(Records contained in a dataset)
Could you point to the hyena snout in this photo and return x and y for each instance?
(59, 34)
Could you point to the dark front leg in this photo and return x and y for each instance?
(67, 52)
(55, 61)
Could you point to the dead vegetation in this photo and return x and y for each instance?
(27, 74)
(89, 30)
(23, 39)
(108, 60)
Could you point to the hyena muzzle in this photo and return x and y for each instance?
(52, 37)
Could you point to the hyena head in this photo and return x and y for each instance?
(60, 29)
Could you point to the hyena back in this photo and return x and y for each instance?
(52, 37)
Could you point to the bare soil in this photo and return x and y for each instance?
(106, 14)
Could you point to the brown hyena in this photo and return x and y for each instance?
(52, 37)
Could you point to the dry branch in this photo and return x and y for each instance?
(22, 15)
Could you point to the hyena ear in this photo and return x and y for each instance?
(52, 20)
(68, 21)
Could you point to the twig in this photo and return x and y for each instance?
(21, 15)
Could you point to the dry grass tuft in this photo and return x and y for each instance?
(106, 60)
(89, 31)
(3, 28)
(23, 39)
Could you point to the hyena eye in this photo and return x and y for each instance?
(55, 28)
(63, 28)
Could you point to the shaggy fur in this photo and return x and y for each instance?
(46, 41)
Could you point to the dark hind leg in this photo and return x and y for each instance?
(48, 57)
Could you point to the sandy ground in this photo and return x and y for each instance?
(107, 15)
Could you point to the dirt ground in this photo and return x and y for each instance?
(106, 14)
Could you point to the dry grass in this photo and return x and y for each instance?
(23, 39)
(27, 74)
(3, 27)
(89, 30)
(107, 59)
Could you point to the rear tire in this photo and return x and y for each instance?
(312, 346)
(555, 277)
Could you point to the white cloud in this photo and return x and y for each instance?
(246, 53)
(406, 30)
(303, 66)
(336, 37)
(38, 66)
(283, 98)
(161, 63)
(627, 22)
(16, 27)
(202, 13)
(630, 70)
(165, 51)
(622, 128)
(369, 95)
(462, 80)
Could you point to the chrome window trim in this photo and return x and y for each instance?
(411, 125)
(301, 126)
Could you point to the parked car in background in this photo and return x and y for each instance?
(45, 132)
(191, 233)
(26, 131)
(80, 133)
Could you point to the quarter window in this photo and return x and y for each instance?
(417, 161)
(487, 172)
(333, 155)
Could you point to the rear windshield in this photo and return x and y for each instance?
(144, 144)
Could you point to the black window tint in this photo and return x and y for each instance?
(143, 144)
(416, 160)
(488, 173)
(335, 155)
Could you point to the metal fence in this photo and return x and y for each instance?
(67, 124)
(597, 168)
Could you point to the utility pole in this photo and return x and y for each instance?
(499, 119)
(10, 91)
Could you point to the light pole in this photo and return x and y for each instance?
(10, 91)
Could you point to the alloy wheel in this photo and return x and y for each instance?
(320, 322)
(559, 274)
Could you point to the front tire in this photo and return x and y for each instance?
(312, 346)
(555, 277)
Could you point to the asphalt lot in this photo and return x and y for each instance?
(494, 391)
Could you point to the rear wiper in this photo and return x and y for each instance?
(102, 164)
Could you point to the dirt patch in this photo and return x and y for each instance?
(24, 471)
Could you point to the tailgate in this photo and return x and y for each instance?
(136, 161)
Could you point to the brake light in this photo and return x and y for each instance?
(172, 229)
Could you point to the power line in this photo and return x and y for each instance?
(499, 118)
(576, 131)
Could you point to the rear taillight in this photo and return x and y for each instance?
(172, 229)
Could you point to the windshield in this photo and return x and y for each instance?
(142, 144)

- _YOUR OBJECTIVE_
Nothing in the data above should change. Please copy it all.

- _RESPONSE FOR THIS EXERCISE_
Could you point to the hyena snout in this photo and return x and y for each instance?
(59, 34)
Could you point to the dark front leg in this photo and return x and y for each instance?
(67, 52)
(55, 61)
Could you point to the dead vegetation in this photo and return x and y for each instance?
(27, 74)
(89, 30)
(23, 39)
(108, 60)
Could you point to the hyena muzzle in this photo and return x and y for each instance?
(52, 37)
Could you point to the hyena head in this photo and return x and y for each instance?
(60, 29)
Could you point to the hyena back in this photo and return x and y for each instance?
(52, 37)
Could you point to the bare soil in this photo and return x and y for each instance?
(106, 14)
Could you point to the brown hyena in this photo and return x and y for each instance?
(52, 37)
Could you point to the dry branch in this photo and return x and y for each instance?
(22, 15)
Could you point to the hyena ear in this photo and return x and y for each instance?
(52, 20)
(68, 21)
Could you point to the twig in this photo and return x and y for each instance?
(21, 15)
Could you point to the dry grass tuft in this photo and return x and y for each instance?
(106, 60)
(89, 31)
(3, 28)
(23, 39)
Could you point to the hyena eye in this photo and return x and y for each instance?
(55, 28)
(63, 28)
Could you point to the shaggy fur in this photo and return x and y for each instance?
(46, 41)
Could you point to the dark hind leg in this photo and return x and y for each instance?
(48, 57)
Could you point to the sandy ground in this photo and return x and y for each instance?
(107, 15)
Could you point to the dirt ground in this photo and return x and y for each instance?
(106, 14)
Could you point to the dry grass in this photo and return x and y for each instance?
(23, 39)
(27, 74)
(3, 27)
(89, 30)
(107, 59)
Could you point to the rear tire in this photo and return x and y for each instance?
(312, 346)
(555, 277)
Could you point to the white cloud in this photo and return x and y for each instance?
(246, 53)
(406, 30)
(303, 66)
(336, 37)
(38, 66)
(283, 98)
(161, 63)
(627, 22)
(16, 27)
(202, 13)
(630, 70)
(165, 51)
(622, 128)
(369, 95)
(462, 80)
Could you point to the chrome window trim in this photo and return x and y for each instance?
(411, 125)
(301, 126)
Could you point to the parked car in background in this photo and return x and y for each instance?
(45, 132)
(191, 233)
(26, 131)
(80, 133)
Could you point to the quarter window in this photo and return x and y for each instance?
(417, 161)
(487, 172)
(333, 155)
Could you point to the rear windshield in this photo and return x and y for each instance?
(144, 144)
Could you point to the black window tint in this photo and return x and y for each instance?
(143, 144)
(416, 160)
(488, 173)
(335, 155)
Could you point to the metal fence in this photo and return x and y for each instance?
(67, 124)
(597, 168)
Could you point to the utility pole in this photo and return x and y for each instance?
(499, 119)
(10, 91)
Could you point to the light pole in this photo and return x and y for each instance?
(10, 91)
Could you point to the alloy wheel in this photo and return x and y for each instance?
(320, 322)
(559, 274)
Could you point to the front tire in this photo and return x and y for each instance?
(312, 346)
(555, 277)
Could you point to the asphalt lot in this photo and return x and y for each instance?
(494, 391)
Could you point to the rear wiper in this photo and return x and y for each instance?
(102, 164)
Could you point to the dirt patch in this photo and return x and y for each instance?
(24, 471)
Could you point to the tailgate in this photo and return x and y for each instance?
(136, 161)
Could you point to the brake light in this photo and return x and y for each instance?
(172, 229)
Could you point to the power line in this photo and return x and y for each instance?
(499, 118)
(576, 131)
Could you point to the rear taillight in this photo and return x and y for each instance?
(172, 229)
Could you point to the windshield in this photo and return x and y for each instance?
(142, 144)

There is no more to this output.